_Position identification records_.
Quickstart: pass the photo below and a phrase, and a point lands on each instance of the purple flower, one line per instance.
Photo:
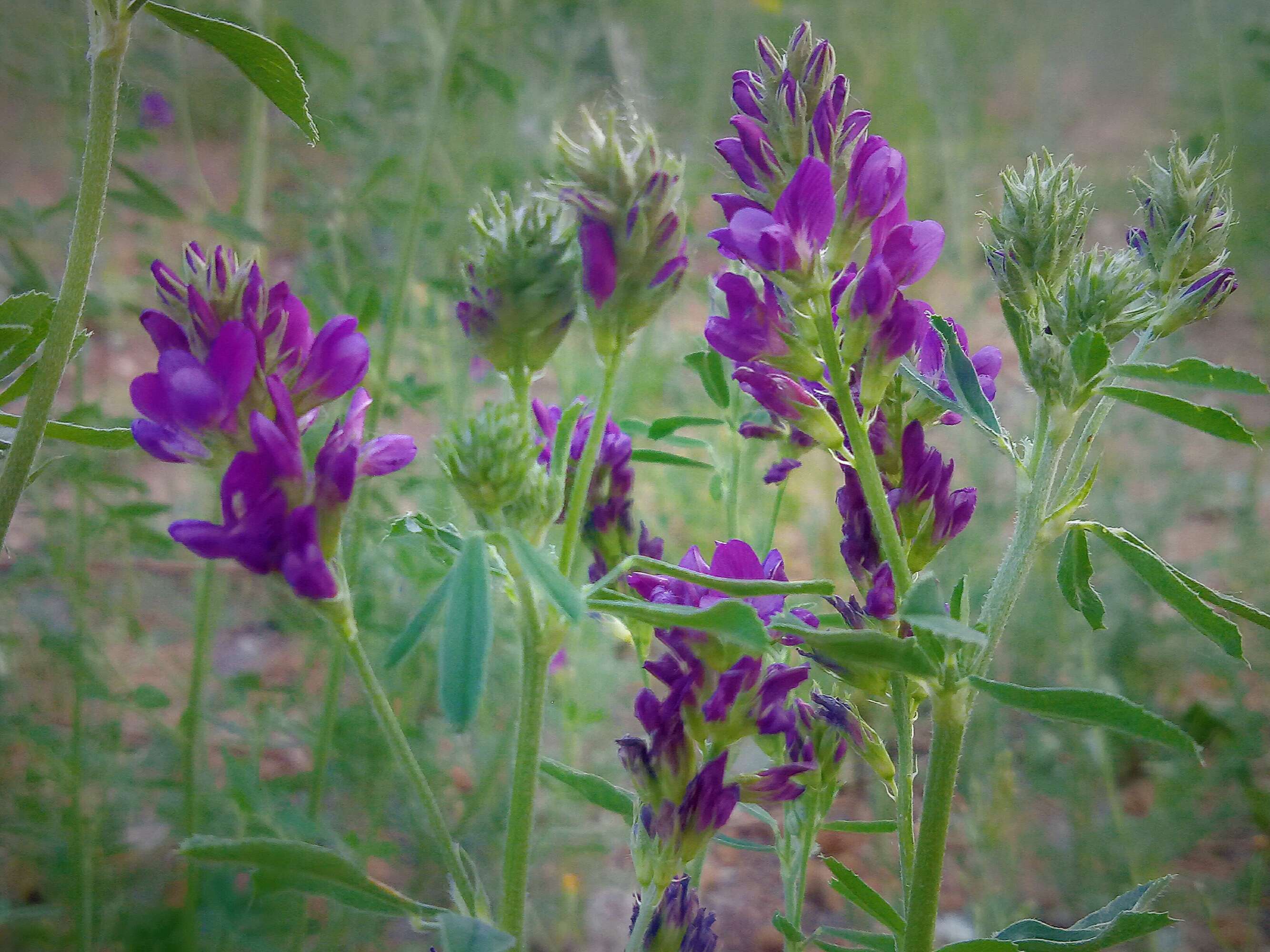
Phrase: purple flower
(793, 233)
(155, 111)
(875, 181)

_Aim of the task_.
Rewrite the records above, changing each "purple flower" to "violet flower" and keeping everything else the same. Leave the pictures out of your answer.

_Exercise output_.
Quickstart: pass the photo below and a phrase, and a point lands on each instance of the violet flower, one line per instance.
Photo:
Phrase: violet flower
(793, 233)
(155, 111)
(875, 181)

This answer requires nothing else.